» **What is being asked**: Copy word for word the stretch of the records below from the line that contains "In this photo, where can the net" through the line that contains "pixel 159 479".

-- START --

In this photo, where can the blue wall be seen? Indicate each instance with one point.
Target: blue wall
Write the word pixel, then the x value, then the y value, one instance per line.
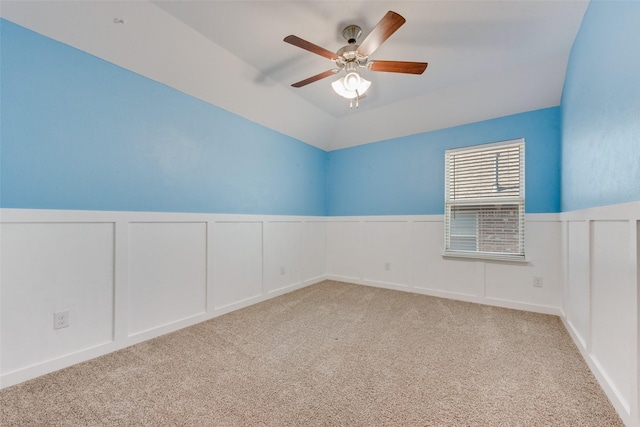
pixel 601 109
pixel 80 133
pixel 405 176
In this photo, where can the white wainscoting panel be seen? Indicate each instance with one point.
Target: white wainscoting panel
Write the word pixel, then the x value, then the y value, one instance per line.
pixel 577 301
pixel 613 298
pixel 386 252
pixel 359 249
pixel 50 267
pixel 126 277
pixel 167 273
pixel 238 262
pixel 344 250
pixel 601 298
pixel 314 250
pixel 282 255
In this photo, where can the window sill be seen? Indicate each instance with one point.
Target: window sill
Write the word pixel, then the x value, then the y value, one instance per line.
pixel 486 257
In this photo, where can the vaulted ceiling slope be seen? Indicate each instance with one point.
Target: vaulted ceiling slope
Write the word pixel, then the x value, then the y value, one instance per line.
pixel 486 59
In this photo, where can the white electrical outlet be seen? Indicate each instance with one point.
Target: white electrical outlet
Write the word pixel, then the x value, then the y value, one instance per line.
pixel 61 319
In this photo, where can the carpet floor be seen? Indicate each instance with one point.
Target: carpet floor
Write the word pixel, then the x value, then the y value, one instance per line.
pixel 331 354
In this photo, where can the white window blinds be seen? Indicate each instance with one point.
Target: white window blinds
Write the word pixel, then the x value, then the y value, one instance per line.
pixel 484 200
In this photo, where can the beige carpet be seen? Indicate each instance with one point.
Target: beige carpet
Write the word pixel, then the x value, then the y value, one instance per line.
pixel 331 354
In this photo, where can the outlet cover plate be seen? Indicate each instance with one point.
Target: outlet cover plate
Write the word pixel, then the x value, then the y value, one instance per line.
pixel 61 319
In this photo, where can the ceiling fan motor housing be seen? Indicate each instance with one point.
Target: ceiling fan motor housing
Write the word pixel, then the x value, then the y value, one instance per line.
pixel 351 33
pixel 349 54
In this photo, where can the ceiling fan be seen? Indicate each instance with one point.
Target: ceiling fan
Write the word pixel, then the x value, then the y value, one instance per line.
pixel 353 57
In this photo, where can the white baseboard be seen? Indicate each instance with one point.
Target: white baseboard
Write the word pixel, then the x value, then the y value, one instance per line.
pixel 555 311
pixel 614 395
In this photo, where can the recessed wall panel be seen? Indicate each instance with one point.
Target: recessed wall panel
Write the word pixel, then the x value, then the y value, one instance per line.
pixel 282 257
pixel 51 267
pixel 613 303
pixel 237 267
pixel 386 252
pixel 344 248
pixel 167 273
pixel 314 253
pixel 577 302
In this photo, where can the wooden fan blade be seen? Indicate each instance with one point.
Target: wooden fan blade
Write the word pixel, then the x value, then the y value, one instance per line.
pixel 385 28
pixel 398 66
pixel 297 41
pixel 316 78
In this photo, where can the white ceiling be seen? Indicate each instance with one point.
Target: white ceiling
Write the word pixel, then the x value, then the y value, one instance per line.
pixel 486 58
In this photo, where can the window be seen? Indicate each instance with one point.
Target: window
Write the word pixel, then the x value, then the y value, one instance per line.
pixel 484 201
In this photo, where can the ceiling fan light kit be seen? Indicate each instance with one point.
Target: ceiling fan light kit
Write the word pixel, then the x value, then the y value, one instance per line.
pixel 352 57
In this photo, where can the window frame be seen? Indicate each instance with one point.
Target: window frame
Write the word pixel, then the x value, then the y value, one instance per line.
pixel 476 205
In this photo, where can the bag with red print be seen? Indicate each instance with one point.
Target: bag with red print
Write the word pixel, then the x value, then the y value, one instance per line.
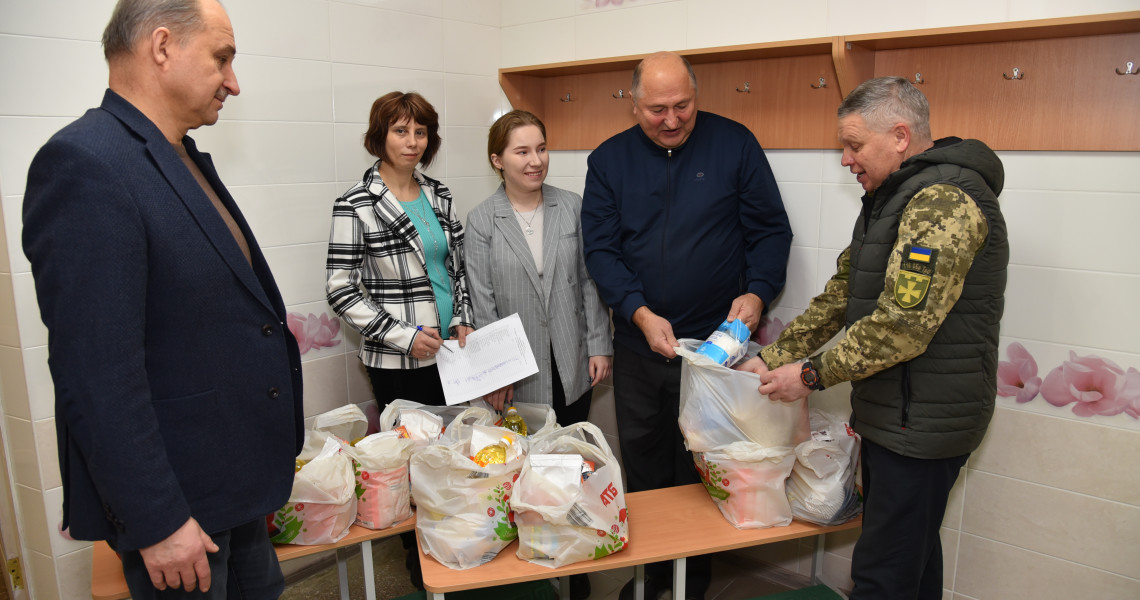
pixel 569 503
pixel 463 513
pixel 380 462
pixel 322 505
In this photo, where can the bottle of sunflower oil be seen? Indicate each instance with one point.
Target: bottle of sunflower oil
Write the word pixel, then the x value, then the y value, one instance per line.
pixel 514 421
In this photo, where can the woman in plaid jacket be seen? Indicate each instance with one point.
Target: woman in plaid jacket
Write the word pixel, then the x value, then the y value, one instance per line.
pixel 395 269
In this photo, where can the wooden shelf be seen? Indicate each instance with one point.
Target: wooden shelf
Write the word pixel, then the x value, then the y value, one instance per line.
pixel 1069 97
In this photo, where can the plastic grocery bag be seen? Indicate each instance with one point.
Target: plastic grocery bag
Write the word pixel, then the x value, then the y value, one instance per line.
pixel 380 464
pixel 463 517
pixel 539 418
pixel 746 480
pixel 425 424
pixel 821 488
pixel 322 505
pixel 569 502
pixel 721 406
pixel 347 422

-- END --
-- START --

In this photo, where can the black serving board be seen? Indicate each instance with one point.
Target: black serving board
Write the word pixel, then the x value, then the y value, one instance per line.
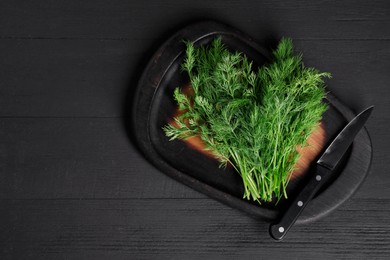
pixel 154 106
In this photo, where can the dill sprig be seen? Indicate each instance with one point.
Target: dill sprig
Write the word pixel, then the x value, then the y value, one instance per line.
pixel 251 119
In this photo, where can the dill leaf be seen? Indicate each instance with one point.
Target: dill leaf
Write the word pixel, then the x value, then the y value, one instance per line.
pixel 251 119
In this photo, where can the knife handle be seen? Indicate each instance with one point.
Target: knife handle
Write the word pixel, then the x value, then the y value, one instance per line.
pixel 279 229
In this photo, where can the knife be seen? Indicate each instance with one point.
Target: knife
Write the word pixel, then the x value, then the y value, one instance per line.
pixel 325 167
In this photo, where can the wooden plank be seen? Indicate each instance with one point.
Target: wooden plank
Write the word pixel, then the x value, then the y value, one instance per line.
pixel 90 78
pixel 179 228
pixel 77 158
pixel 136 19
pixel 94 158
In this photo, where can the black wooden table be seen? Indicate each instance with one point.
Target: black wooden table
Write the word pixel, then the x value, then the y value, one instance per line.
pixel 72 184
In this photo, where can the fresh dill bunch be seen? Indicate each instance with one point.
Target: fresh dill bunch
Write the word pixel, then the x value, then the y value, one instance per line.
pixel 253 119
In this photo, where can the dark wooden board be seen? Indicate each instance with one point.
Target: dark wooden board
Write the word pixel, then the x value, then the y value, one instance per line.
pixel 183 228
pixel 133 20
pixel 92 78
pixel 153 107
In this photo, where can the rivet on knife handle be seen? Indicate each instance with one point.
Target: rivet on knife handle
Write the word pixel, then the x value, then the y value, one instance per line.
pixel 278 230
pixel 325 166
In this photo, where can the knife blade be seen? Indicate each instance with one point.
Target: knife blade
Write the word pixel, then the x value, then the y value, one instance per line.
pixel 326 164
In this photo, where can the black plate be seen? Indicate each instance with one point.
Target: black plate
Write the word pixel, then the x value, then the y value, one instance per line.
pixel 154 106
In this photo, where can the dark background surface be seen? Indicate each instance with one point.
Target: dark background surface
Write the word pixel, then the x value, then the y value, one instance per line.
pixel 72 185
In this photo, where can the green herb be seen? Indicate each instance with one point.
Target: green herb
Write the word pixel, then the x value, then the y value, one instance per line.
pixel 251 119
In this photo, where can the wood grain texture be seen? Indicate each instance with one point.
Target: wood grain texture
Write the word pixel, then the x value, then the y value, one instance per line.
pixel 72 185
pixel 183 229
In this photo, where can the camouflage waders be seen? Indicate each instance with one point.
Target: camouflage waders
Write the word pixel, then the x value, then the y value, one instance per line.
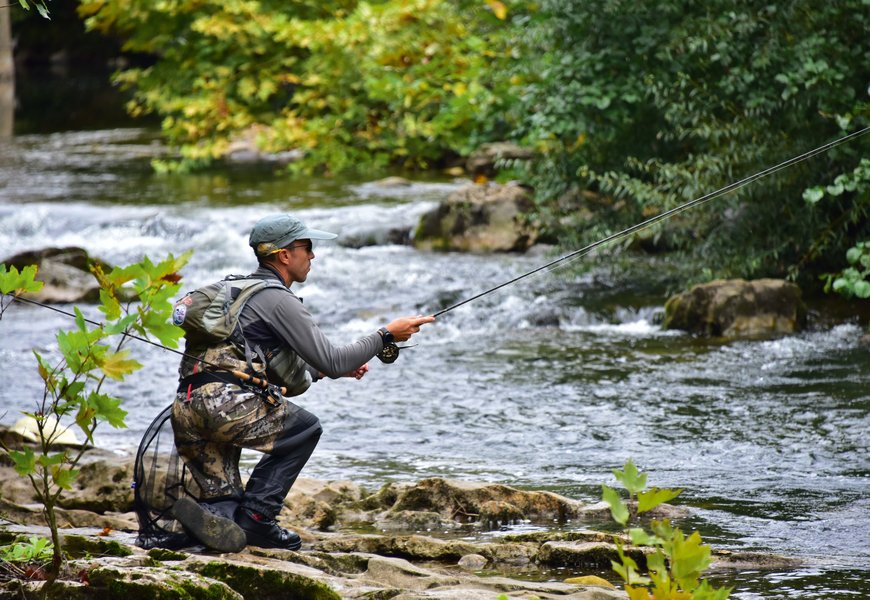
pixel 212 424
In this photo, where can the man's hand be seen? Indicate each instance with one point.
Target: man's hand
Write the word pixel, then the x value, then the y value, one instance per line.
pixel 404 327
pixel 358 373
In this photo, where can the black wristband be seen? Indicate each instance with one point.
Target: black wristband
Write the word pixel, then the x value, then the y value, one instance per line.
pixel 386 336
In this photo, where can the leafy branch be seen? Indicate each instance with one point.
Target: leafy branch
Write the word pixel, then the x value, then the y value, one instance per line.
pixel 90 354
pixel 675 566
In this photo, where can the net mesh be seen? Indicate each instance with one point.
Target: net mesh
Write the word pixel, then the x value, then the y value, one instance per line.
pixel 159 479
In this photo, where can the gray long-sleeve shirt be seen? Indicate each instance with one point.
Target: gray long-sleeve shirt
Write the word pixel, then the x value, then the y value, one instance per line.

-- END --
-- START --

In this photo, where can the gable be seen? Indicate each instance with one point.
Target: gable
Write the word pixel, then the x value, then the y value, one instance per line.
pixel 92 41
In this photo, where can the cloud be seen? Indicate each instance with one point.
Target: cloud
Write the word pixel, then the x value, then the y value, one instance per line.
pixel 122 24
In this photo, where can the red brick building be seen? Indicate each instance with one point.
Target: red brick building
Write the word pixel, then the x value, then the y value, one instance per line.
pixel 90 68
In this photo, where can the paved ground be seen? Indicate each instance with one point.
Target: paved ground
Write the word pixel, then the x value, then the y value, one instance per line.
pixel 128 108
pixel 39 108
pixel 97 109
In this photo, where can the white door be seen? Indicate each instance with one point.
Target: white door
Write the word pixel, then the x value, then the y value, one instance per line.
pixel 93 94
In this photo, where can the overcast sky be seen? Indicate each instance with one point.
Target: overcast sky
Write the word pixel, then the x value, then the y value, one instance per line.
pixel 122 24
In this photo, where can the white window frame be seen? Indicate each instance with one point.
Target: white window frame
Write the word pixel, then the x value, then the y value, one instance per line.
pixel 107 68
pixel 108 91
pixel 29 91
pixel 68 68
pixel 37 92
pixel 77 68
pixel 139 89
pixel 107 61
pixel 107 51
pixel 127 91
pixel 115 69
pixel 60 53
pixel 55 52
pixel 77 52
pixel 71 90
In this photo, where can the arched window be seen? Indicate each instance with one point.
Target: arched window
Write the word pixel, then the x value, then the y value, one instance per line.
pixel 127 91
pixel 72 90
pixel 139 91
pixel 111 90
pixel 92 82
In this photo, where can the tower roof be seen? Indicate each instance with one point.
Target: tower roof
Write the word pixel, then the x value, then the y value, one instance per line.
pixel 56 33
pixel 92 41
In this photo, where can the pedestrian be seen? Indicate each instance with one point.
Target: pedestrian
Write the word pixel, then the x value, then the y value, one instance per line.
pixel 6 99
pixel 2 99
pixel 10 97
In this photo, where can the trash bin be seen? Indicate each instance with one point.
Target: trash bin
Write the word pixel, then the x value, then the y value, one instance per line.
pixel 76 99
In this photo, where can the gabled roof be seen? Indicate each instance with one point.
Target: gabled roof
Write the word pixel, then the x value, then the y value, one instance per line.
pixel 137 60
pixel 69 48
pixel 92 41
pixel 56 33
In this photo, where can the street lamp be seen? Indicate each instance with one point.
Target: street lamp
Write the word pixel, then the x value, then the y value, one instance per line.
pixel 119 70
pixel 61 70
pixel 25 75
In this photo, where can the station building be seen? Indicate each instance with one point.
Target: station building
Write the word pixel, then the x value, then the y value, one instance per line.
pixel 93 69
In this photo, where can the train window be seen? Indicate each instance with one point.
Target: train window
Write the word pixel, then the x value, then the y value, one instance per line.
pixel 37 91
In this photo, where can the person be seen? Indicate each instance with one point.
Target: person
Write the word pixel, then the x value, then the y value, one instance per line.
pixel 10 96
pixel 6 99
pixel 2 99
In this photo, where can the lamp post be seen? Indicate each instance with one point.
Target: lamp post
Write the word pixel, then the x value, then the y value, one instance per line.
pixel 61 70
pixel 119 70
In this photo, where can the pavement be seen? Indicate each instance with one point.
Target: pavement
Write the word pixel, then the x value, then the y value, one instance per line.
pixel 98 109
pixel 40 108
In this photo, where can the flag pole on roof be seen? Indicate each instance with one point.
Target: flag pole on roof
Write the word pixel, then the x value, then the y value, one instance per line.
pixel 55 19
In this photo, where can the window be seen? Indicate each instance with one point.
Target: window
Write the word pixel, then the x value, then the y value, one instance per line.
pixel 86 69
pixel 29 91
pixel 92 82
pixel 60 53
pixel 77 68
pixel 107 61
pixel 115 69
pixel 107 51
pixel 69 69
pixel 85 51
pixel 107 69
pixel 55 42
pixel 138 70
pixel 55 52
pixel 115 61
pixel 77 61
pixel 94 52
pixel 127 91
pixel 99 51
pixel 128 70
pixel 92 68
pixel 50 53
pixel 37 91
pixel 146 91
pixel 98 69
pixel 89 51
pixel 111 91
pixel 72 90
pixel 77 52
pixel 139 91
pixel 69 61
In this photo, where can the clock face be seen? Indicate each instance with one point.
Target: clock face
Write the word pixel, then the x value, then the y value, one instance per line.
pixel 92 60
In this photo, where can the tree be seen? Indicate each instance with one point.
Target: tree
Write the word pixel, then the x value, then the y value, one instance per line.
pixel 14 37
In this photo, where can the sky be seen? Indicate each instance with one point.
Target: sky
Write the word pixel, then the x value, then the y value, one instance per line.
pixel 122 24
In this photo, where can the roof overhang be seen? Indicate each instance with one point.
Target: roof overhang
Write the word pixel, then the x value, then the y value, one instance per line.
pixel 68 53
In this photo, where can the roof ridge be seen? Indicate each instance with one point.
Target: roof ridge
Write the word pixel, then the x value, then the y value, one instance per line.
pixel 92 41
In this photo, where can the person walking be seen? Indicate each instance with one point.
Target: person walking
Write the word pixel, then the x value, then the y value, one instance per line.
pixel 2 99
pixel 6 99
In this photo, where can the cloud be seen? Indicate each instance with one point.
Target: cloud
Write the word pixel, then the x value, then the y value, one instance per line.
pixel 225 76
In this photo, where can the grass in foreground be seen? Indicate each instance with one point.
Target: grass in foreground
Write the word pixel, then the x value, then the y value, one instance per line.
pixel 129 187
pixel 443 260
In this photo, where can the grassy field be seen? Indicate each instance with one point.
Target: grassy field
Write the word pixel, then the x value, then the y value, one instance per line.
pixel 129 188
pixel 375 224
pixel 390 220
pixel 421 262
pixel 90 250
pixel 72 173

-- END --

» **Correct result**:
In this photo, where can the net mesh be seen? Indicate each instance with one point.
Target: net mesh
Write the word pixel, then the x value, then the y value, one instance per line.
pixel 159 479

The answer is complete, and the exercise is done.